Solution of the technical problem A solution of the technical problem solved by the present invention lies in the fact that the connecting device consists of three pieces, namely of a central hollow flat profile on which an optional binding for a boot is intended to be placed, and of two, preferably the equal fastening elements including also the inserts for the dampening of ski oscillation. The flat profile of the connecting device is adapted to each size of a boot and the binding during the process of mounting the connecting device and the binding onto a ski. The fastening elements are to be fastened only in a form-locking way without any tools or binding means at the front and back ends of the flat profile. The connecting device assembled in this way is mounted onto a ski. The connecting device is then ready for the bindings to be placed in known manner.

The flat profile is preferably hollow in order to reduce weight and in order for the cross- sections of the bright sides of both ends to be directly adapted as the bearings of the fastening elements without additional machining.

To prevent snow from entering the gap between the flat profile and the ski and in order to increase the stiffness of the profile, the latter can be formed as a U-profile with a hollow transversal strap having the same function as said flat profile. The side free straps strengthening the profile are oriented downwards and enclose the side surfaces of the ski. In this part the ski can have side flat deepenings in which lie the side straps of the profile. Such integrally designed solution increases the aesthetic appearance of the ski with the metal parts and does away with the undesired resistance in deep snow which can be caused by the side straps projecting from the flat area of the side surfaces of the ski.

The fastening elements include two elastic intermediate pieces through which the fastening elements and the flat profile are connected in order for the transfer of ski vibration to the flat profile and thus to the boot and the skier to decrease.

In this way only two semi products are manufactured: the flat profile and the fastening element which are held in stock by sellers and servicemen. When mounting the bindings the flat profile has to be cut to the size suitable for the size of the boot and the binding, and into the opening of the connecting device a binding is to be inserted, with which the connecting device is ready to be mounted onto a ski and then suitable for a binding to be screwed thereon.

An elastic bridging insert in the fastening element has an optional property of dampening.

The described multipartial concept offers a possibility of simple manufacturing and, if required, optional composition of the connecting device with a various degree of dampening.

The invention will be described in more detail with two embodiment examples shown in the enclosed drawings, showing Fig. 1 top view of the binding according to the first embodiment and in exploded view; Fig. 2 top view of the binding according to the second embodiment and in exploded view; Fig. 3 longitudinal cross-section of the binding along the line III-III of Fig. 2; and Fig. 4 transversal cross-section of the flat profile according to the third embodiment placed on a ski.

The first embodiment A connecting device of a ski and a ski boot binding according to the first embodiment consists of a flat profile 1 foreseen for the fastening of an optional ski boot binding which is not shown in drawings, and two fastening elements 2 foreseen to be mounted on a ski A whereby the profile 1 and the fastening elements 2 are connected in a form-locking way.

The flat profile 1 is preferably hollow in order to reduce weight of the entire object. The thickness of its wall is such that the screws of the binding reach the required extruding force. At front ends there are openings 3 foreseen as a bearing of the fastening elements 2 which are described in more detail in the continuation.

::::::::::

§ REQUEST A: Using the text on the ski connecting device, state whether each statement agrees with it: (i) the connecting device is made of three pieces; (ii) the fastening elements are attached to the flat profile with tools; (iii) the flat profile is hollow in part to reduce weight. For each, answer yes or no and quote the deciding words of the text.
§ REQUEST B: Carry on the text on the ski connecting device, starting after its last sentence.

§ DATA PROVIDED:
::::::::::

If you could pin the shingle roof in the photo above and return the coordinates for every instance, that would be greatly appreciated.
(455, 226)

::::::::::

§ FINAL RESULT A:
(i) Yes: "the connecting device consists of three pieces"
(ii) No: "without any tools or binding means"
(iii) Yes: "The flat profile is preferably hollow in order to reduce weight"

§ FINAL RESULT B:
The fastening elements 2 are formed as small short flat elements of at least three layers: a lower layer 4 foreseen to be laid on the ski A and directly fastened to same with screws 5 lying in drilled holes 5', then a middle dampening layer 6 which is elastic and intended to dampen the vibrations of the ski, and an upper layer 7 which is prolonged to the side with a tongue 8 intended for a tight fitting into a front opening 3 of the flat profile 1. An elastic ring 9 is placed on the tongue 8, the ring assuring a tight contact of the profile 1 and the element 2.

The height of the fastening elements 2 or their tongues 8, respectively, is such as to determine a suitably prescribed largest allowed distance between the gliding side of the ski and the upper surface of the connecting device on which a binding and a boot are placed.

Under the profile there is a free gap that can be filled with a light insert in order to prevent the collecting of snow.

The middle dampening layer 6 of the fastening elements 2 is preferably made of rubber, it can also be made of an optional elastic material. The dampening layer 6 is placed between the lower layer 4 and the upper layer 7 in order to enable damping of the vibrations of the ski regardless of the direction of forces causing vibrations. All three layers of the fastening elements 2 are connected by vulcanization or gluing.

The fastening elements 2 are formed in a way to offer an optional external shaping without decreasing the described application characteristics. They are preferably shaped as a wedge in order to prevent the collecting of snow thereon, in front of them, or behind them.

The second embodiment The second embodiment of the connecting device according to the invention is made of the same flat profile 1 with front openings 3 as described in the first embodiment. Fastening elements 20 which are also foreseen for placing the connecting device to a ski A, are made as lying U-profiles. The lower free strap 21 of the element 20 is foreseen for the laying and fastening to the ski A. The opposite, i.e. the upper free strap 22 is prolonged with a tongue 23 foreseen for the mounting into the openings 3 of the profile 1. In the upper strap 22 there are two larger drilled holes 24, through which fastening screws 25, which lie in openings 26 made in the lower strap 21, are placed.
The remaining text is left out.